▶ _WHAT YOU NEED TO DO_
Copy every line of the data below word for word, changing nothing.
=== EXERCISE MATERIALS ===
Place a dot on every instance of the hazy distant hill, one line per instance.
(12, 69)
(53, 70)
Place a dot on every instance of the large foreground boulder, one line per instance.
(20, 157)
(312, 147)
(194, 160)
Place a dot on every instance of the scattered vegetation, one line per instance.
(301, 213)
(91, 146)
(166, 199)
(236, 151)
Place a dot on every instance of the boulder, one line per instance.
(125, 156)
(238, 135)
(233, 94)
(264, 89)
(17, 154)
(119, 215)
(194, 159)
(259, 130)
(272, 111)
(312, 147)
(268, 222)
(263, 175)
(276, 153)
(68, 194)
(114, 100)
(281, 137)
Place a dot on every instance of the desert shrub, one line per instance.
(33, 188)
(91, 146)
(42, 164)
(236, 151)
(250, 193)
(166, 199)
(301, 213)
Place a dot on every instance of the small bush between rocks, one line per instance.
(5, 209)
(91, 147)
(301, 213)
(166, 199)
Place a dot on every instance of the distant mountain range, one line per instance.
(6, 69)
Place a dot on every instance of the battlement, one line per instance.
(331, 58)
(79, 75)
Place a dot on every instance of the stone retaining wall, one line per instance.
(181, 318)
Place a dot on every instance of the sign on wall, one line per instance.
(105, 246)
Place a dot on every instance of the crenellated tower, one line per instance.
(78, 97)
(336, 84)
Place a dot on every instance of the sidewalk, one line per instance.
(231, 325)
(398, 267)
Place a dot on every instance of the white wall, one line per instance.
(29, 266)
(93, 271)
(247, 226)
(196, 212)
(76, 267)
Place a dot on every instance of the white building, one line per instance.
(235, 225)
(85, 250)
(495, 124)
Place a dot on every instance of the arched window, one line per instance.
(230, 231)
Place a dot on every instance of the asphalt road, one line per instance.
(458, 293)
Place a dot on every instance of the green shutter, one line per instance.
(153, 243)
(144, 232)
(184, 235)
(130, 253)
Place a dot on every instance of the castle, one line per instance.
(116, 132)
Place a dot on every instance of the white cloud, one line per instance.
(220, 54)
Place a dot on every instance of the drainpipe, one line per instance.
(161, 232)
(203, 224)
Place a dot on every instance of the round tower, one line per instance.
===
▶ _EXERCISE SOLUTION_
Place a dot on every instance of the hazy distant hill, one line per instance.
(12, 69)
(53, 70)
Place a dot on every instance of the large foreground boulder, one line per instance.
(20, 157)
(312, 147)
(194, 160)
Place a dot on every instance of the scattered vegetation, one line per instance.
(301, 213)
(91, 146)
(166, 199)
(236, 151)
Place a dot on every instance of the boulder, one line per instance.
(125, 156)
(238, 135)
(233, 94)
(264, 89)
(17, 154)
(119, 215)
(194, 159)
(259, 130)
(272, 111)
(312, 147)
(268, 222)
(263, 175)
(276, 153)
(68, 194)
(114, 100)
(281, 137)
Place a dot on every instance of the desert shrub, one line per instance.
(33, 188)
(91, 146)
(42, 164)
(236, 151)
(250, 193)
(166, 199)
(301, 213)
Place a dot on every instance of the small bush between rocks, one line per instance.
(5, 209)
(91, 147)
(301, 213)
(166, 199)
Place a dot on every instance of the distant mountain range, one line per instance.
(6, 69)
Place a dot on every instance of the battlement, one line per instance.
(331, 58)
(79, 75)
Place a dot on every instance of the stone retaining wall, one line per instance.
(181, 318)
Place a dot on every instance of the sign on wall, one line per instance.
(105, 246)
Place a dot on every instance of the crenellated tower, one line per instance.
(78, 97)
(336, 84)
Place a dot on every instance of the sidewalk, one line per instance.
(231, 325)
(398, 267)
Place a dot on every instance of the white wall, one line per instance.
(29, 266)
(93, 271)
(247, 226)
(196, 212)
(76, 267)
Place a dot on every instance of the white building, one line per instance.
(235, 225)
(85, 250)
(495, 124)
Place a dot on every instance of the arched window, one line per instance.
(230, 231)
Place a dot on every instance of the asphalt road, one line per instance.
(458, 293)
Place a dot on every instance of the green shutter, one line per instance.
(153, 243)
(144, 232)
(184, 235)
(130, 253)
Place a dot on every instance of the castle, one line per instance.
(116, 132)
Place a dot on every instance of the white cloud, one line per instance.
(220, 54)
Place a dot on every instance of the drainpipe, one line per instance.
(161, 232)
(203, 224)
Place a dot on every instance of the round tower, one line per instance.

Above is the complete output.